> **Text block**
Germany Isn’t Ready to Lead. That’s a Good Thing.

(Bloomberg Opinion) -- Alexander Gauland, the co-leader of the nationalist Alternative for Germany (AfD) party, was seeking more than provocative headlines when he said Saturday that “Hitler and the Nazis are just a speck of bird poop on 1,000 years of successful German history.” His remarks fed into a larger debate as Germany wrestles with a historic opportunity to become one of the poles of a multipolar geopolitical system. Achieving that goal would require a perspective about the country’s history that is closer to Gauland’s than to the political mainstream.

> **Provided information**
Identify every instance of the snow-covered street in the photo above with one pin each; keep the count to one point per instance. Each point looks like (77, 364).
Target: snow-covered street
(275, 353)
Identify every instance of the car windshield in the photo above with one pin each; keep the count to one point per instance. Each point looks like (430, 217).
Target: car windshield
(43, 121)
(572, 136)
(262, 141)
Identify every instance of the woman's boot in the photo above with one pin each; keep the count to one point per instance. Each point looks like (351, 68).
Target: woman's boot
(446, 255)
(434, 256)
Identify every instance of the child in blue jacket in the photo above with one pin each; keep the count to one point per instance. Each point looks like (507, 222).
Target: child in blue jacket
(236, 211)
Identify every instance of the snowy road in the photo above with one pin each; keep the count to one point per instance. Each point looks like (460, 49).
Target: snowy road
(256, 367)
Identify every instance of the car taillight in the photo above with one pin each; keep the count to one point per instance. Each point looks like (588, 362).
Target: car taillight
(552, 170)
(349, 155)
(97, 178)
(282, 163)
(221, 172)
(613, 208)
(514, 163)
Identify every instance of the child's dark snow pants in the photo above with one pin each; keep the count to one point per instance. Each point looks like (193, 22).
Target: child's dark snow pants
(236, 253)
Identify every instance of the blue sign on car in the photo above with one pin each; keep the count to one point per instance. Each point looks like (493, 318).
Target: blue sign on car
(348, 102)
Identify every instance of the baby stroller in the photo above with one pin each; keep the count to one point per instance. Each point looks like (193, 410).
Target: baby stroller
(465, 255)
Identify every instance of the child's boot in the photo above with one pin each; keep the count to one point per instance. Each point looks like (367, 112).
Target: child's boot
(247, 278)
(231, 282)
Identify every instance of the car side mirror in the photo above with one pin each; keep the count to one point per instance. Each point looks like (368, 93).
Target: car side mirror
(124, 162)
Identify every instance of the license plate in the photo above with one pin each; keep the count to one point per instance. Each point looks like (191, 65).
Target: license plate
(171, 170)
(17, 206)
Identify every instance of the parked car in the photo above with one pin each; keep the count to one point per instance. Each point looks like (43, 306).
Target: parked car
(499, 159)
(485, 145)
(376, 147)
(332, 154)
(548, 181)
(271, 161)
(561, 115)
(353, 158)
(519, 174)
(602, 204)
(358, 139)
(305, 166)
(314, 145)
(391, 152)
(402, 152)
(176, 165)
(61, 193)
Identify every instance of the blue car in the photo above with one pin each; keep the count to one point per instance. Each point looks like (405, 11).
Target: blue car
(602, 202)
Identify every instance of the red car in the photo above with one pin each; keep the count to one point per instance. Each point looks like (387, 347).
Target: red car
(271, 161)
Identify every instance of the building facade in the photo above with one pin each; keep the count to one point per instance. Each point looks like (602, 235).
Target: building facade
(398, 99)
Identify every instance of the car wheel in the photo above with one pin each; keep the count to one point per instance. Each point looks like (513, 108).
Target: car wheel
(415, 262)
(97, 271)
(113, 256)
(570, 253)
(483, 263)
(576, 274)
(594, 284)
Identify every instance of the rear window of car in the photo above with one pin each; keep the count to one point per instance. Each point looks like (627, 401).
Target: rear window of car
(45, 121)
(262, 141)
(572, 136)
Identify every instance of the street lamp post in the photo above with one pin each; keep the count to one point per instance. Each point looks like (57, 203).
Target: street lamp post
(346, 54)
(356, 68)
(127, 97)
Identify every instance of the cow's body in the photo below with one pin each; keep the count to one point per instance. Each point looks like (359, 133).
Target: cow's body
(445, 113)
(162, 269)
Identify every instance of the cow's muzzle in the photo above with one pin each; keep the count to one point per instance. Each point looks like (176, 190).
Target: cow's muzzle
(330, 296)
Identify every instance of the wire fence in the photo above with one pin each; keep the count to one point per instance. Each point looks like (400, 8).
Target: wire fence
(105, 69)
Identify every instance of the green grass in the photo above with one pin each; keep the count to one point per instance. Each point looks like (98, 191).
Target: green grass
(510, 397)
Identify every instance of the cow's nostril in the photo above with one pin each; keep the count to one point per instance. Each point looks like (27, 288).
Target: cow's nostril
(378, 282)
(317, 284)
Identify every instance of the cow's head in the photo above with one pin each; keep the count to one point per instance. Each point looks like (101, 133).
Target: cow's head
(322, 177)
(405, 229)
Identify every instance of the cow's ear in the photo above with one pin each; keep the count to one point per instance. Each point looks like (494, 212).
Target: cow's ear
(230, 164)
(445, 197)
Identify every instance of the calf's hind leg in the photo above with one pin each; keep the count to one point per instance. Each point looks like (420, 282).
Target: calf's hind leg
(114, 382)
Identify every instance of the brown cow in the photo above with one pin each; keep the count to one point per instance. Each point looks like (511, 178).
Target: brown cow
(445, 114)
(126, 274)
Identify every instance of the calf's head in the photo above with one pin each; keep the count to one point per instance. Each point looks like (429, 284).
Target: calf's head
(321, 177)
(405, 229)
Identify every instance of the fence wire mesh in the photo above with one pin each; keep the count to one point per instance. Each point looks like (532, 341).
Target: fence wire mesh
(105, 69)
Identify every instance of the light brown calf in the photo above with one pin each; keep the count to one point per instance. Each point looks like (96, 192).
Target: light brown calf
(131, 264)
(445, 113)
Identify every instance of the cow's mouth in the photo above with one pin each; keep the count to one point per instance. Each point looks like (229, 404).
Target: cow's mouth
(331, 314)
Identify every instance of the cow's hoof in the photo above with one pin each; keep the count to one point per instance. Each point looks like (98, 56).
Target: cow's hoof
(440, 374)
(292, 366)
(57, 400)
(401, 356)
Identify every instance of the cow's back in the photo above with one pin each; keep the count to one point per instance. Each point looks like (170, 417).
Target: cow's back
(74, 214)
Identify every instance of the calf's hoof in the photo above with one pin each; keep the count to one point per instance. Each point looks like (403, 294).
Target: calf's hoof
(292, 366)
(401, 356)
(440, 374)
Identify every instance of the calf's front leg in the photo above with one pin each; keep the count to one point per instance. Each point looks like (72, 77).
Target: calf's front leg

> **Work to complete**
(1) According to the opinion piece on Germany's readiness to lead, which party does Alexander Gauland co-lead?
(2) For each statement, say whether the opinion piece on Germany's readiness to lead agrees, and quote the words that decide it. (a) Gauland is the sole leader of the AfD. (b) Germany has a historic opportunity to become one of the poles of a multipolar geopolitical system. (c) Reaching that goal would require a view of history closer to the political mainstream than to Gauland's.
(3) Extend the opinion piece on Germany's readiness to lead, picking up after its final sentence.
The records are separate material from the text.

> **Final answers**
(1) He co-leads the nationalist Alternative for Germany (AfD) party.

(2)
(a) No: "the co-leader of the nationalist Alternative for Germany (AfD) party"
(b) Yes: "Germany wrestles with a historic opportunity to become one of the poles of a multipolar geopolitical system"
(c) No: "closer to Gauland’s than to the political mainstream"

(3)
Gauland’s statement in a speech to the party’s youth wing provoked angry reactions. For mainstream politicians, it recalled an infamous remark by the French nationalist Jean-Marie Le Pen in 1987 (which he has since repeated) that the gas chambers were “just a detail” of World War II history. President Frank-Walter Steinmeier suggested Gauland’s comments were part of an effort to erode the postwar taboo about the National Socialist regime. “Those who today deny, minimize or relativize that unique break with civilization don’t just mock the millions of victims but deliberately open old wounds and sow new hatred, and we should stand against them together,” Steinmeier said. Even some AfD members apologized for Gauland.

The AfD co-leader probably didn’t intend his statement as borderline denial of the Holocaust. That kind of rhetoric isn’t a vote-getter in Germany, and it can lead to legal trouble. Gauland also honored Jewish heroes from German history and said the negation of Nazism was now “in our blood.” In that context, his bird poop reference suggests the 77-year-old politician was following his party’s line: Germany should stop apologizing for the darkest pages of its history and instead stress the inspiring ones.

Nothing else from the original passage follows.